Problem description: Your task is to output the entries below word for word.

Exercise material:
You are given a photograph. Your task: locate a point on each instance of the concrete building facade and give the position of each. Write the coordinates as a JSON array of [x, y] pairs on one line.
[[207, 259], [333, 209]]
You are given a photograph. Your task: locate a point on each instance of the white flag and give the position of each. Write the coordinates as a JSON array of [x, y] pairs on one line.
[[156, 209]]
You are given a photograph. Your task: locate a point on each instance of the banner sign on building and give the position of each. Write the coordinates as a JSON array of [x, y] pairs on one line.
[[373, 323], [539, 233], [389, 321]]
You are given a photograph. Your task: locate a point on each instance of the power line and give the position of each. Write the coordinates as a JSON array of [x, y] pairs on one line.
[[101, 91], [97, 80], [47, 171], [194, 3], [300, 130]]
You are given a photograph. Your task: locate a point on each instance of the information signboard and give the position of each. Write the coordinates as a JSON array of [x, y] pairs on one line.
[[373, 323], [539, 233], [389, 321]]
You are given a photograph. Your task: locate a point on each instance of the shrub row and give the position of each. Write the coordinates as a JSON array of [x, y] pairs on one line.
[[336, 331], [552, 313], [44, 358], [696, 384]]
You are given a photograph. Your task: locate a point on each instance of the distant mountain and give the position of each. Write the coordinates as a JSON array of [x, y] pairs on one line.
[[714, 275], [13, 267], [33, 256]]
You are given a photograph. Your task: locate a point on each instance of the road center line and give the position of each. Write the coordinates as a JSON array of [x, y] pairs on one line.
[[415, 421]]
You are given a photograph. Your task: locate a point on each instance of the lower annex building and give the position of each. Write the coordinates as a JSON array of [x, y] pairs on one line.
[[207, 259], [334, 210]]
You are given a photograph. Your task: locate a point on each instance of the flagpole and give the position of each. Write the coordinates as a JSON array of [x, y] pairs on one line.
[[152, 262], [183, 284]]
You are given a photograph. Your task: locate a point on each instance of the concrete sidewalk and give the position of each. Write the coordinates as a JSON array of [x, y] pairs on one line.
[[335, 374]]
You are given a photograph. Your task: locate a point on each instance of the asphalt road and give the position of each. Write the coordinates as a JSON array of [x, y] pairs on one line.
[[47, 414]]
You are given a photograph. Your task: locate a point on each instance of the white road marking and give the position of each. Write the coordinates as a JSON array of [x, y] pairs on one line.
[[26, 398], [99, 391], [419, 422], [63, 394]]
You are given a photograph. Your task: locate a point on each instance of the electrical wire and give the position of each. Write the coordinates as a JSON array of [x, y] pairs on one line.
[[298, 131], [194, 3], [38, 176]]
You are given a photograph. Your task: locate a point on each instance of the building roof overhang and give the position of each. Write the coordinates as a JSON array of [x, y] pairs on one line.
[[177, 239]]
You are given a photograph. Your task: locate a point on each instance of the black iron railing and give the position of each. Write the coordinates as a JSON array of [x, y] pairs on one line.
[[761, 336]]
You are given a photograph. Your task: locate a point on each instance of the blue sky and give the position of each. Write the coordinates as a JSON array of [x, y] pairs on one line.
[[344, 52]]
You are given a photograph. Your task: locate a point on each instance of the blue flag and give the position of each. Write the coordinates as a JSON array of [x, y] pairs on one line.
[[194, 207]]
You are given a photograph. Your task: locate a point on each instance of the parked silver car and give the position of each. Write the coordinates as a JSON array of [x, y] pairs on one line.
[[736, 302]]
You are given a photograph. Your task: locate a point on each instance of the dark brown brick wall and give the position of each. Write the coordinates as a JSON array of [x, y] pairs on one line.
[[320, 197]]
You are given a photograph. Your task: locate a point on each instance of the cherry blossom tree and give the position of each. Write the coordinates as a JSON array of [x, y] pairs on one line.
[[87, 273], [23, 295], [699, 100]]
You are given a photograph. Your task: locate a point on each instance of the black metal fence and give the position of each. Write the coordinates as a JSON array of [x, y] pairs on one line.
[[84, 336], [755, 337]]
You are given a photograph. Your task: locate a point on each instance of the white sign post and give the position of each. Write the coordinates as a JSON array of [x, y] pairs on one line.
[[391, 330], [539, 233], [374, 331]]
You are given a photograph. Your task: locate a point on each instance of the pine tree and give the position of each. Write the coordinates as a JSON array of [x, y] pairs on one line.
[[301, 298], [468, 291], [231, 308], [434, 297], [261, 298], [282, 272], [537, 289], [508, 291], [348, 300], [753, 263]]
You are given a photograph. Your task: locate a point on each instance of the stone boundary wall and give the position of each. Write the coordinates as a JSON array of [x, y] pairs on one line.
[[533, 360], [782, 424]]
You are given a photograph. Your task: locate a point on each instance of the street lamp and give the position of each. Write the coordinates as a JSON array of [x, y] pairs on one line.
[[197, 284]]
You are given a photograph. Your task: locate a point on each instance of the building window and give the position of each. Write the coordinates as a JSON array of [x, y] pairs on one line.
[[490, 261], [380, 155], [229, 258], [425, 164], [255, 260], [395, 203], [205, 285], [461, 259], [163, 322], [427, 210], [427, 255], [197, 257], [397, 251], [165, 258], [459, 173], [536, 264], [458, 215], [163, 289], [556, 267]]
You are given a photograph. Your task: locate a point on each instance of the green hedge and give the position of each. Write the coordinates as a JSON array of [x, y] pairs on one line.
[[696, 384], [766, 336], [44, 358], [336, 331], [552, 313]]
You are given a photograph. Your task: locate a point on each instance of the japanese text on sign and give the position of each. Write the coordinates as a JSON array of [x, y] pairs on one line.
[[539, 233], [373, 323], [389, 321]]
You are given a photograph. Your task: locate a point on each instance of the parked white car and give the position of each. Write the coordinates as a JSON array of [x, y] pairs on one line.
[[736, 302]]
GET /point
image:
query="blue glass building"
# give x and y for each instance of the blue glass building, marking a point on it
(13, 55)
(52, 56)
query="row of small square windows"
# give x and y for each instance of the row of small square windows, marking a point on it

Task output:
You are given a photograph. Your task: locate a point on each instance of the concrete building facade and give the position of each. Write the coordinates as a JSON array of [x, y] pairs on one line.
[[207, 259], [333, 209]]
You are given a photograph. Your task: locate a point on each instance of the white flag and give the position of each. Write the coordinates as a JSON array of [x, y] pairs on one line.
[[156, 209]]
You are given a photograph. Your task: locate a point on each instance of the banner sign on building and give the position of each. Write the coordinates as a JSON array of [x, y] pairs on one line.
[[373, 323], [539, 233], [389, 321]]
You are given a photograph. Your task: locate a point on each instance of the power line and give the position of each. Write the coordinates as a JSON array of [x, y] pairs on one line.
[[101, 91], [97, 80], [47, 171], [194, 3], [300, 130]]
You are given a photograph. Your task: locate a point on each instance of the information signboard and give the position of each. Write the coordinates as a JSON array of [x, y] pairs on one line.
[[373, 323], [539, 233], [389, 321]]
You are given a photograph. Your task: locate a point on each instance of the shrub row and give the position of each. Write the coordinates as a JSON array of [x, y] pairs on one line.
[[336, 331], [552, 313], [44, 358], [696, 384]]
You are given a photograph. Your task: locate a point on each instance of the distant mountain and give the position of each. Write the coordinates as a JSON array of [x, y] pairs on one line.
[[714, 275], [13, 267], [33, 256]]
You are given a photograph. Your task: locate a point on each instance of the road center line and give the position of each. Write the coordinates as a JSON array of [x, y] pairs on one line.
[[415, 421]]
You are given a photograph. Your task: locate a point on each instance of the lower annex building and give the position of each. Write the coordinates as a JSON array of [x, y] pairs on one line.
[[207, 259], [334, 210]]
You are given a photograph. Your task: locate a point on each instance of the flagpole and give the position of each. Write the coordinates as a JSON array of [x, y] pairs on one line.
[[152, 262], [183, 284]]
You are given a photograph. Your task: locate a point on each instance of the concrete sidewalk and give the position of each. Write the coordinates as a JSON array of [x, y] pairs on one line.
[[335, 374]]
You are given a photograph. Your task: locate a point on each instance of the asphalt road and give the position of each. Write the coordinates as a JSON array of [x, y] pairs on one line.
[[47, 414]]
You are given a photograph. Your task: locate a point on each instance of the white road marking and give the position of each. Write the coordinates as a JSON array of [x, y] pairs on one line.
[[26, 398], [99, 391], [419, 422], [63, 394]]
You are given a photograph. Your task: locate a point on each instance of the electrical wire and give the position of each. Write the coordinates as a JSON array of [x, y] pairs on one line.
[[298, 131], [194, 3], [38, 176]]
You are given a photograph. Your task: locate a point on each instance of the building roof overhang and give the position of each. Write the coordinates as a JSON array of [x, y] pairs on one line.
[[177, 239]]
You are given a photograph. Your task: locate a point on each instance of the black iron railing and give the position of each. Write the coordinates as a JSON array of [x, y] pairs on one line.
[[761, 336]]
You are given a photograph. Your task: locate a point on each instance of the blue sky and give the position of each. Write the coordinates as a JSON array of [x, y] pairs on one line.
[[344, 52]]
You are given a photograph. Your task: locate a point on each instance of the blue flag and give the position of each. Write the coordinates as a JSON array of [x, y] pairs on one line.
[[194, 207]]
You are given a photograph. Your task: locate a point on each instance of the parked silver car and give the position of each. Write the coordinates as a JSON array of [x, y] pairs on one line.
[[736, 302]]
You are given a photograph. Your task: locate a point on each instance of the dark brown brick wall and give the position of each. Write the coordinates as a JSON array of [x, y] pairs on one line.
[[320, 197]]
You are given a photograph. Your task: locate a point on each instance of the cherry blossom tree and give the position of each. Write the coordinates as a JSON array of [x, y] pairs on one line.
[[87, 273], [23, 295], [699, 100]]
You are given a photograph. Your task: locate a point on each instance of the black metal fence and give the position of each. Write the coordinates as a JSON array of [x, y] pairs on one line.
[[84, 336], [755, 337]]
You are given a photograph. Your task: locate a point on each instance of the white sign post and give the position of each. Write the coordinates as a JSON array of [x, y] pairs on one line.
[[391, 330], [539, 233], [374, 331]]
You are given a photograph. Your task: locate a point on each instance of the pine tree and give the position of each. Write the coordinates as a JSON array of [x, y] pairs on one line.
[[301, 298], [468, 291], [231, 308], [434, 297], [261, 298], [282, 272], [537, 289], [508, 291], [348, 300], [753, 263]]
You are given a photograph. Your task: locate a point on each instance of the stone boundary wall and give the position of each. Write the coordinates as a JSON array of [x, y] pairs on one line.
[[533, 360], [782, 424]]
You are given a photograph. Your task: locate a point on each instance of the street lamp and give the position of each. Write the coordinates as a JSON array of [x, y] pairs on one line.
[[197, 284]]
You are given a photograph. Your task: locate a point on each instance of the building window and give the position of each. Write the coordinates as a JSON array of [x, y] pairs on one line.
[[490, 261], [380, 155], [229, 258], [425, 164], [255, 260], [395, 203], [205, 285], [461, 259], [163, 322], [427, 210], [427, 255], [197, 257], [397, 251], [165, 258], [459, 173], [536, 264], [458, 215], [163, 289], [556, 267]]
You are given a photograph. Your task: locate a point on each instance of the green hedge and give the position of each. Write the coordinates as a JSON array of [x, y] pairs on one line.
[[696, 384], [766, 336], [44, 358], [336, 331], [552, 313]]
You are given a photograph. Your task: locate a point on each instance of the japanese text on sign and give the position of each. Write the coordinates as a JSON array of [x, y] pairs on one line.
[[539, 233], [373, 323], [389, 321]]
You are given a photograph. Your task: locate a point on each instance of the parked white car and give the position of each. Write the coordinates as a JSON array of [x, y] pairs on one line.
[[736, 302]]
GET /point
image:
query="blue glass building"
# give x and y for each instance of the blue glass building, marking a point on it
(13, 55)
(52, 56)
query="row of small square windows"
# give x and y for each instance of the row of small square windows, marking a point on it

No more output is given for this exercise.